■ **WHAT YOU NEED TO DO**:
Go through the data below and copy each line where the word "ankle" occurs.

■ **Data entries**:
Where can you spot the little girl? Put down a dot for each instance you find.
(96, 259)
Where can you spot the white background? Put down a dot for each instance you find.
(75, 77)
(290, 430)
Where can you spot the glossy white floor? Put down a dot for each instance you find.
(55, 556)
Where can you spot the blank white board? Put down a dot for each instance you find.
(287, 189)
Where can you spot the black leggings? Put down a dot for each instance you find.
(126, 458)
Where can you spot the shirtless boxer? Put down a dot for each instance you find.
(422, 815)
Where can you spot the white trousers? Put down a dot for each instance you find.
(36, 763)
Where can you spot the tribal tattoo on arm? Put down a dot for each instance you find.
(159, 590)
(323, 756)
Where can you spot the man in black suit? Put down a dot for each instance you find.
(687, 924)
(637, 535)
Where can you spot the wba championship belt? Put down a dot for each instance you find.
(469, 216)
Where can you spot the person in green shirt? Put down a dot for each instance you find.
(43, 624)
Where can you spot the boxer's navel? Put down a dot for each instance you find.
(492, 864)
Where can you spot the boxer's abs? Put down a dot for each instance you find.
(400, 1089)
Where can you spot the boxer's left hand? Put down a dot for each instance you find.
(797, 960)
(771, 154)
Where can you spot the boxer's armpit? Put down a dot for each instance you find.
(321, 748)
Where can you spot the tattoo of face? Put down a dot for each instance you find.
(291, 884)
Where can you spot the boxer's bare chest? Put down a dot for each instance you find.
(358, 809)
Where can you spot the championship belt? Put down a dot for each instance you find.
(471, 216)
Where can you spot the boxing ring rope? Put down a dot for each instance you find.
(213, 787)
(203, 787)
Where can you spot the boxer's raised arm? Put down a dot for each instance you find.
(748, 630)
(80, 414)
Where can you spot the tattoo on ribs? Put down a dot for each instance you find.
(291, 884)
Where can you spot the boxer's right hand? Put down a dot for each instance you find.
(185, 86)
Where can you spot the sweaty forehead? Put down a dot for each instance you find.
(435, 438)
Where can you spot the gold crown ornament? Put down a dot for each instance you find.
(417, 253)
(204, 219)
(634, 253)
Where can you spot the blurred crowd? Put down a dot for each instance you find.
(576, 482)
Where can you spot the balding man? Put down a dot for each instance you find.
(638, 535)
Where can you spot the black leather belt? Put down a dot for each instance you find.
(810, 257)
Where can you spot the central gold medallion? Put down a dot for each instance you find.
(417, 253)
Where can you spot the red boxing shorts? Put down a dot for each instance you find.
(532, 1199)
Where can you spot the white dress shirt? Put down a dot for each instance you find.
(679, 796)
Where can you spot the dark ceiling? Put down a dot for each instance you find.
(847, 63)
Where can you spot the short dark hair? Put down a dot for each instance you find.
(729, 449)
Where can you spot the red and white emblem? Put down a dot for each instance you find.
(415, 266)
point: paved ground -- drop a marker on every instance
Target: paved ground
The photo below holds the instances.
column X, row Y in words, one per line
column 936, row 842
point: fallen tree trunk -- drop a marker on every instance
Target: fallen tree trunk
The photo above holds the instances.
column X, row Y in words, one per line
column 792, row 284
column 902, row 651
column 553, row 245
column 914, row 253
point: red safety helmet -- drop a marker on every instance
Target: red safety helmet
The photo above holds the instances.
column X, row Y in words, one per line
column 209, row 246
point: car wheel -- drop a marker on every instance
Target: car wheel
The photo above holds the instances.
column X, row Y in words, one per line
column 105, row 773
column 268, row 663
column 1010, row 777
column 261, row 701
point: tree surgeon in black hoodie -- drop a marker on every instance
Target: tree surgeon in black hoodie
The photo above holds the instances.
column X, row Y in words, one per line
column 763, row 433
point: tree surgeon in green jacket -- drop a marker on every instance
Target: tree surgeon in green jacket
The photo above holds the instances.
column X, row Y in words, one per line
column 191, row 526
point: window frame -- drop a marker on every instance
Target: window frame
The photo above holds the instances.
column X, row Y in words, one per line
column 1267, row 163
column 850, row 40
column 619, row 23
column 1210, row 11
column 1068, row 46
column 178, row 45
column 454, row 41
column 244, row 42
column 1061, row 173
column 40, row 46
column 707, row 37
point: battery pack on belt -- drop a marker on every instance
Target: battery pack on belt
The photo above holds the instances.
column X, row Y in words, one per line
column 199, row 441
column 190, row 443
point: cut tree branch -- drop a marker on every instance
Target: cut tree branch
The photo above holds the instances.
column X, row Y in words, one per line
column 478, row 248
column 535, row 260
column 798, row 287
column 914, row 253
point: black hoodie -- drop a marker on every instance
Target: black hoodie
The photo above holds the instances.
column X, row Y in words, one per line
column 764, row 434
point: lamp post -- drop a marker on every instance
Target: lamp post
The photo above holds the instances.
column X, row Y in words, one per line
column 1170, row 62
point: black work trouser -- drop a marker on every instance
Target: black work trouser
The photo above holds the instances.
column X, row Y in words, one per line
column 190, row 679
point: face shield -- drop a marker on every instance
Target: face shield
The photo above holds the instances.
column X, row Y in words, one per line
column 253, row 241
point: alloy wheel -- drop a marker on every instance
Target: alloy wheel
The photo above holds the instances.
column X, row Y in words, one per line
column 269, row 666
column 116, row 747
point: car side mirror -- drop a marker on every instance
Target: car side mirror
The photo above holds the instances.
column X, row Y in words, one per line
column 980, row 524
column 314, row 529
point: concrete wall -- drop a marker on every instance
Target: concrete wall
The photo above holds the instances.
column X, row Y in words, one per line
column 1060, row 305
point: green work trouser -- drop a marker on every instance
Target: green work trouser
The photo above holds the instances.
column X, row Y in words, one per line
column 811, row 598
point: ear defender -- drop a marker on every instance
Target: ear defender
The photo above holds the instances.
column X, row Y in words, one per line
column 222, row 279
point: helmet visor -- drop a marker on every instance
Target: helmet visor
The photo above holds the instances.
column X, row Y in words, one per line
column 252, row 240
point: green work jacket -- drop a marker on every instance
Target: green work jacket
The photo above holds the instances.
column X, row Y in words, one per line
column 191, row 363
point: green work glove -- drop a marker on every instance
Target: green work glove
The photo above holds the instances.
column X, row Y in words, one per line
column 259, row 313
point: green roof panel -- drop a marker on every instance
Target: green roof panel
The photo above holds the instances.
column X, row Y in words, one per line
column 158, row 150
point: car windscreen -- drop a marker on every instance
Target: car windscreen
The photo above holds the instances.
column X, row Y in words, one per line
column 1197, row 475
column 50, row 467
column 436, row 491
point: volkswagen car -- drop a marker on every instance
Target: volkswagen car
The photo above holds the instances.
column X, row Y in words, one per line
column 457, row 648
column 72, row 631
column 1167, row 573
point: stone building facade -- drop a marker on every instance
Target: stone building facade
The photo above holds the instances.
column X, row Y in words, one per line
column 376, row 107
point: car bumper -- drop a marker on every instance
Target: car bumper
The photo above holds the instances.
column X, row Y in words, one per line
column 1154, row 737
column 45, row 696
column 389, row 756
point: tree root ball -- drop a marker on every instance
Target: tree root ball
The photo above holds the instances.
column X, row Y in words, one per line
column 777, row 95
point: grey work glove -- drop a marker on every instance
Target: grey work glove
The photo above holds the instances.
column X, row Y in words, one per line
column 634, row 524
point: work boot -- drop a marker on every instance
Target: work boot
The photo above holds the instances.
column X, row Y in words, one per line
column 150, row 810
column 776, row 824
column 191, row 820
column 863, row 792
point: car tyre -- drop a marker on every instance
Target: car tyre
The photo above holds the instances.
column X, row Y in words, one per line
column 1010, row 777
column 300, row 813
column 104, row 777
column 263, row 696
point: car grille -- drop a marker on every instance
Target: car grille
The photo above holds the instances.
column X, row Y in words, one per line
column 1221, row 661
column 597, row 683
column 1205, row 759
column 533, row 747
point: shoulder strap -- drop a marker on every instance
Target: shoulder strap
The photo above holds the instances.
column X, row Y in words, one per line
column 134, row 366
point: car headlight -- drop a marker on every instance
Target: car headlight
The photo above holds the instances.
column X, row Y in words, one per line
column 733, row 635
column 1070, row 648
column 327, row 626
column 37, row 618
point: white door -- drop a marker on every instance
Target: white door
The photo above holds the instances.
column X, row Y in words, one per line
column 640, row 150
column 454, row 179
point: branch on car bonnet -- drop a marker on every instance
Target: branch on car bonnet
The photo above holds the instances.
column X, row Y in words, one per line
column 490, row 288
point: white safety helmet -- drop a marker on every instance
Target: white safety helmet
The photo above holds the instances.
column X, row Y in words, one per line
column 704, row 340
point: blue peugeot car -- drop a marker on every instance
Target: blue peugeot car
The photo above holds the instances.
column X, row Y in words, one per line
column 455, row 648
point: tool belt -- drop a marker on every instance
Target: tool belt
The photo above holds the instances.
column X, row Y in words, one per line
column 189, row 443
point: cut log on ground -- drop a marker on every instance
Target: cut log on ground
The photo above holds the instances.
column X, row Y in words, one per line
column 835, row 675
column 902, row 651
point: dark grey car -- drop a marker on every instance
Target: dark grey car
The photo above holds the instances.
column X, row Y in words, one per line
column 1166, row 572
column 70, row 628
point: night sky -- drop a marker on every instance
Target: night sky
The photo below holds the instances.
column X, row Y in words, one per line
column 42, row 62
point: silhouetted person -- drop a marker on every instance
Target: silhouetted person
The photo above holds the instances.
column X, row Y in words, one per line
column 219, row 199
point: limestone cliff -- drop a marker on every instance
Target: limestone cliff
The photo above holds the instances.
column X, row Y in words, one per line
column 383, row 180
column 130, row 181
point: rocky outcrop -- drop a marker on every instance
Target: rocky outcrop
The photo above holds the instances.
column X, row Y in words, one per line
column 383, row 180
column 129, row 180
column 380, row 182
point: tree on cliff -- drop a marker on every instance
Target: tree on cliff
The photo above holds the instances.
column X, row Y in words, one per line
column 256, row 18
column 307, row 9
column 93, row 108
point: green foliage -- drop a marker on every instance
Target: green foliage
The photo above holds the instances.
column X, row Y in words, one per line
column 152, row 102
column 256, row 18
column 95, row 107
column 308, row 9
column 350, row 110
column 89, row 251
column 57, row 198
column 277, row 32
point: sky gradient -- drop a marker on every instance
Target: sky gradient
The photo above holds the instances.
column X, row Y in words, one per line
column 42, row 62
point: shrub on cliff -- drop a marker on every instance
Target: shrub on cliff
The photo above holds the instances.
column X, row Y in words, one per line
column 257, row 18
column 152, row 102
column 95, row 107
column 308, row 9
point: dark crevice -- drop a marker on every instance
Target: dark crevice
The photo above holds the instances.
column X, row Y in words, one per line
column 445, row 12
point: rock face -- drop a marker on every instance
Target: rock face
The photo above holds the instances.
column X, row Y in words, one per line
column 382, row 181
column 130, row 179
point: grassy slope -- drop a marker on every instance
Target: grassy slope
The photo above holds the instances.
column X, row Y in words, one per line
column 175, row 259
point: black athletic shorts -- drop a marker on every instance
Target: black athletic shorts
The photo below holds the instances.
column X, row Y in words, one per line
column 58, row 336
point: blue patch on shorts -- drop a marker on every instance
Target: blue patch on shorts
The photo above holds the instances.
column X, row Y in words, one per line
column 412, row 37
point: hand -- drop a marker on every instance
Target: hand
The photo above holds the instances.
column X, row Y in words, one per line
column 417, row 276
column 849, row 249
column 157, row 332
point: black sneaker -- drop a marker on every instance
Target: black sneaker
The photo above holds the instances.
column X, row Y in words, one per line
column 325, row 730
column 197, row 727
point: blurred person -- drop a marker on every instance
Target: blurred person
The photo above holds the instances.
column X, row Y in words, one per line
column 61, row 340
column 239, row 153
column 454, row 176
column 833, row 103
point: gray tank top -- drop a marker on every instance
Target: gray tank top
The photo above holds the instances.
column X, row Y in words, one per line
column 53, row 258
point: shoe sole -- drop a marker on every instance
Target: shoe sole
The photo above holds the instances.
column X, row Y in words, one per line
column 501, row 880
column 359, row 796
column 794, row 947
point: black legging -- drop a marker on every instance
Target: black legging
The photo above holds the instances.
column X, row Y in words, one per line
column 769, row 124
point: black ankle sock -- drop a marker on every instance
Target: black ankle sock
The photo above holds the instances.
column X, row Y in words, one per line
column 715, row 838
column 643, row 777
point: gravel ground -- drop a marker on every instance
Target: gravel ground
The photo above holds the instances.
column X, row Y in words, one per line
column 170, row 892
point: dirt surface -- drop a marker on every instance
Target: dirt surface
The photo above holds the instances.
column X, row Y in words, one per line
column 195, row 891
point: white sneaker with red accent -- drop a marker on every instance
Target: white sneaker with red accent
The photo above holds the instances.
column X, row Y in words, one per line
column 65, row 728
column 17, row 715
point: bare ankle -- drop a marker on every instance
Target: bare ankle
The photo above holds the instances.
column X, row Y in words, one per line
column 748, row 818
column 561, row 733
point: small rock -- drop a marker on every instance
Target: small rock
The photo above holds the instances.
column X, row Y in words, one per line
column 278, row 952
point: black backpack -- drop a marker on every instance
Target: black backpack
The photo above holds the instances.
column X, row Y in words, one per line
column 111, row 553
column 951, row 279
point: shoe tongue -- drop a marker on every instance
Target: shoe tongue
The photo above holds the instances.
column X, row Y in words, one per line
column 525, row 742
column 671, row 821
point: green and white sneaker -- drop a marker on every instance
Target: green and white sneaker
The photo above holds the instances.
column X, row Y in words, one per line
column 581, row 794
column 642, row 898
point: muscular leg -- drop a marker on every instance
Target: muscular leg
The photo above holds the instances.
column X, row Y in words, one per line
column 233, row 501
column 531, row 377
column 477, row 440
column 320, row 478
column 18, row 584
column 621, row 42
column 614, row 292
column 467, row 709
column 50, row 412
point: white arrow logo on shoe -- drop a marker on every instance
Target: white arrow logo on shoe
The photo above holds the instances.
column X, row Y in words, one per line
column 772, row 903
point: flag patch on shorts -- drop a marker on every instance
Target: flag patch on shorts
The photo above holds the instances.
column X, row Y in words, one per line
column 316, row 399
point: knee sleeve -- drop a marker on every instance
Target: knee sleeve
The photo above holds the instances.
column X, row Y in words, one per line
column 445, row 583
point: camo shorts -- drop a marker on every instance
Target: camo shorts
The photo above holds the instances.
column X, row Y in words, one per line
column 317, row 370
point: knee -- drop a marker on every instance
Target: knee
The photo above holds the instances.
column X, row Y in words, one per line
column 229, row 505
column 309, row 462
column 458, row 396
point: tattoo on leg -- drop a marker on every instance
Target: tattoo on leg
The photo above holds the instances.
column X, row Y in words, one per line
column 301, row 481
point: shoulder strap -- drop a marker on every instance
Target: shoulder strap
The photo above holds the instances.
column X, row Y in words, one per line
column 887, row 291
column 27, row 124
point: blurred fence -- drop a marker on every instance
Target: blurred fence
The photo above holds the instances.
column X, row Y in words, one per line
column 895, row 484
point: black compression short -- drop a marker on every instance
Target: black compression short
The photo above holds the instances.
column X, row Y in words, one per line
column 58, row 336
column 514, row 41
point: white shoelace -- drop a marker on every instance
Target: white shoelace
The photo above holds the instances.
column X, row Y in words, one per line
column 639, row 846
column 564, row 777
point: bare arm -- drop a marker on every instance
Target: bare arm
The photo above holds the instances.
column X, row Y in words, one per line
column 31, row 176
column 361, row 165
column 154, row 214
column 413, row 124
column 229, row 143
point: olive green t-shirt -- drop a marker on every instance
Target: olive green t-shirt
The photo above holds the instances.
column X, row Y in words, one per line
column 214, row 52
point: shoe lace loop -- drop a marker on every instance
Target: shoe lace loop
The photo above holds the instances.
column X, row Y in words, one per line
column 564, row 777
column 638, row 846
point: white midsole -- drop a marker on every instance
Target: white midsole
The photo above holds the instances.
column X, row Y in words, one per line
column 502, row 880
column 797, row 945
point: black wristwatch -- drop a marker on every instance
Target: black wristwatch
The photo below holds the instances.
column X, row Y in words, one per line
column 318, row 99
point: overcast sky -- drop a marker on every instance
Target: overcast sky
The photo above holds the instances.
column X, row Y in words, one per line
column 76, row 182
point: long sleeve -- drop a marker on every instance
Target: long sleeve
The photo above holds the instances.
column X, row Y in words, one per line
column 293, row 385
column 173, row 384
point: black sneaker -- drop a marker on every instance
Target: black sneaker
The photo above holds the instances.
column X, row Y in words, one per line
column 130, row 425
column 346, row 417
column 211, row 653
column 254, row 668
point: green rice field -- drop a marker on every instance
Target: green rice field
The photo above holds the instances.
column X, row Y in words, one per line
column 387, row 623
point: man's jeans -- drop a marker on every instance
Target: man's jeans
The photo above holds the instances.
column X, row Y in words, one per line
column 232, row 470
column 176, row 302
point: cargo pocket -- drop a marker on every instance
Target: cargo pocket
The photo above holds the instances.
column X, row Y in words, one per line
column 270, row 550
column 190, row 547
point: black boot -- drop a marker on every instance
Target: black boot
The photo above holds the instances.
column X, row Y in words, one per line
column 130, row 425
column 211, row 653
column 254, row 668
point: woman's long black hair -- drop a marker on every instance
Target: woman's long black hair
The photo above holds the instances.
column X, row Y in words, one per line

■ **TASK ANSWER**:
point: black ankle sock -- drop a marker on every instance
Target: black ankle sock
point: bare ankle -- drop a marker on every instance
Target: bare ankle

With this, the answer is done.